Reading passage:
What advocates should be looking for is something that seems off, something that suggests that a service provider or product seller isn’t trying to compete for business. A trained antitrust investigator or private antitrust lawyer will be able to dig further into the facts to see what might be going on. If there is a change in a company’s behavior that can’t be easily explained, some new inflexibility, some reduction in the range of options offered to consumers, that’s the kind of indicator that an antitrust investigator will be interested in.

For mergers, it’s not enough that there will be one less company in the market—that happens with every merger. What matters is how important is the company that’s being eliminated, whether that means a significant reduction in meaningful choice. Figuring that out usually requires the antitrust investigator to undertake a thorough examination of buyers and sellers who are doing or have recently done business in the marketplace. But how the merger might actually affect individual consumers’ choices can be an important perspective that contributes to that thorough examination—or that helps show why a thorough examination is justified.

When Legislative and Regulatory Advocacy are Needed to Promote Competition

Finally, there are two kinds of situations in which the antitrust laws don’t apply even though the businesses are clearly trying to block or reduce competition, even to fix prices. The first kind of situation is when the state government has instituted a clear policy that it doesn’t want there to be competition for some kind of product or service, and it backs up that policy with active government supervision of the conduct or service. These restrictions are considered to be “state action,” not privately directed conduct, and thus beyond the reach of the antitrust laws, despite how much they may harm competition. For example, a state law might set prices for something, or might direct which sellers or providers can operate in particular parts of the state or which can serve particular kinds of buyers. Or it might dictate that only sellers meeting certain qualifications can sell a product or provide a service—such as a requirement that nurse midwives cannot deliver babies unless a state-accredited physician is present.

The second kind of situation is when the businesses are seeking to change the law by advocating before the state legislature or the state regulatory body. The courts have deemed that kind of advocacy to be protected by the first amendment as freedom of speech, as long as the advocacy is not a “sham” to hide some actual anticompetitive conduct. For example, an association of physicians might work together for a new law that requires a physician to be present when a nurse midwife is delivering a baby, or that requires that a physician delivering a baby be a certified obstetrician, or that limits a physician to delivering babies within 10 miles of where the physician lives.

Exercise details: Please copy the antitrust passage starting with "For mergers, it’s" and going on through "examination is justified.", and swap "thorough examination" for "careful review". The items that come next are separate material, unrelated to the antitrust passage.

Extracted records:
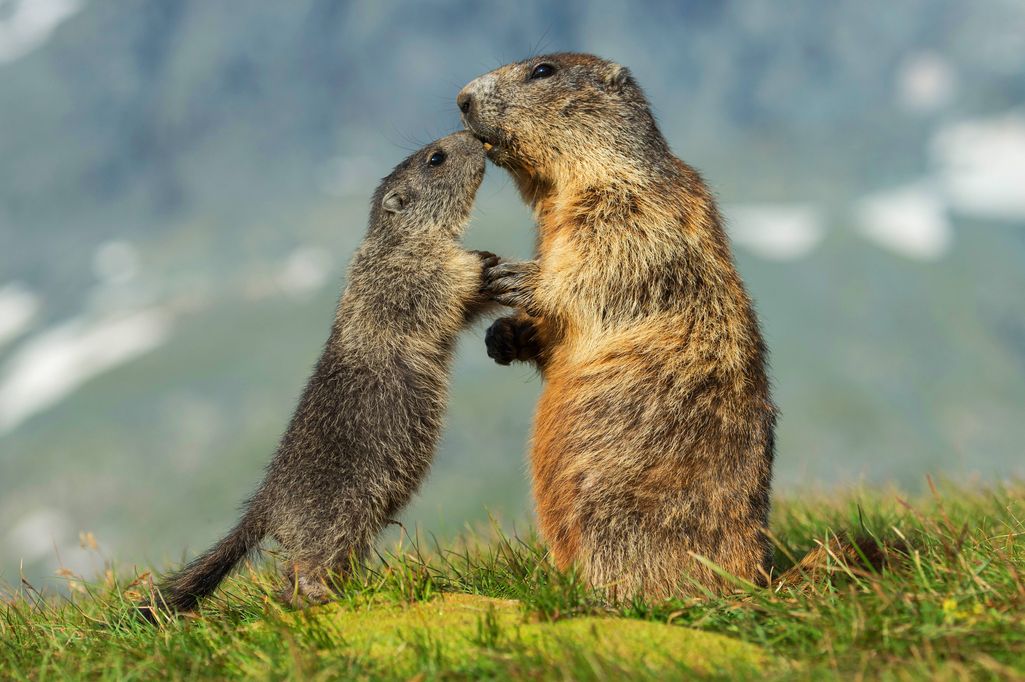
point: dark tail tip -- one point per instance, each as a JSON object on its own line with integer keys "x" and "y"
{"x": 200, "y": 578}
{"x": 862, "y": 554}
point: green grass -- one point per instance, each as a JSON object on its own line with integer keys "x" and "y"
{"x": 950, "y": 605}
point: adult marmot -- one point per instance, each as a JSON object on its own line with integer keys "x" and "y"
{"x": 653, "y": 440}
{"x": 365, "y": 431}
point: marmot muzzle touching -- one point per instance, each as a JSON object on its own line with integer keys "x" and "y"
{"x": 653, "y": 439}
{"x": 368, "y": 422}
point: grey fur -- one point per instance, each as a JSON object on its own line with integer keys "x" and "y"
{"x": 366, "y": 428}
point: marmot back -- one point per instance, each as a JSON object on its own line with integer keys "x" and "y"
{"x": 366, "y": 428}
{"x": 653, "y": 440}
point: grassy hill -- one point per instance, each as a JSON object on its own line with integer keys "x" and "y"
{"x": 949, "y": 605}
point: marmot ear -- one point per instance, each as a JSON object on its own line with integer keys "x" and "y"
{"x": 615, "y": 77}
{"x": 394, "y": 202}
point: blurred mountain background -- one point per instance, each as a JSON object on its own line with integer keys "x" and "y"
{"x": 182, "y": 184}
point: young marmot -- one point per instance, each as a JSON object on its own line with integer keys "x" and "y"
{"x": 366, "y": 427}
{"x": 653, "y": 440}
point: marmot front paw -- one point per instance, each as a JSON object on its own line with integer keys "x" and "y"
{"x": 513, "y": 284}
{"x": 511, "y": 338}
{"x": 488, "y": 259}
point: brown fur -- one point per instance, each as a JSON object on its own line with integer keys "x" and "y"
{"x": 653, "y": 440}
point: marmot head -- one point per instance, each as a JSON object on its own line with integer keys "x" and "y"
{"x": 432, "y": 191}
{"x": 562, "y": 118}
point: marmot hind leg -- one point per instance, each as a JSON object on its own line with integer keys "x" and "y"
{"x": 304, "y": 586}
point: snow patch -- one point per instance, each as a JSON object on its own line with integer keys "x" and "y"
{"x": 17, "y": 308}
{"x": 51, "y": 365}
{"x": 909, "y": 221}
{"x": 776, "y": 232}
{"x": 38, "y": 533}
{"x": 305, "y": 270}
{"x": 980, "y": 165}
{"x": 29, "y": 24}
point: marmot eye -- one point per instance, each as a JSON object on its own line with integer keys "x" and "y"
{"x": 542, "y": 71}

Answer area:
For mergers, it’s not enough that there will be one less company in the market—that happens with every merger. What matters is how important is the company that’s being eliminated, whether that means a significant reduction in meaningful choice. Figuring that out usually requires the antitrust investigator to undertake a careful review of buyers and sellers who are doing or have recently done business in the marketplace. But how the merger might actually affect individual consumers’ choices can be an important perspective that contributes to that careful review—or that helps show why a careful review is justified.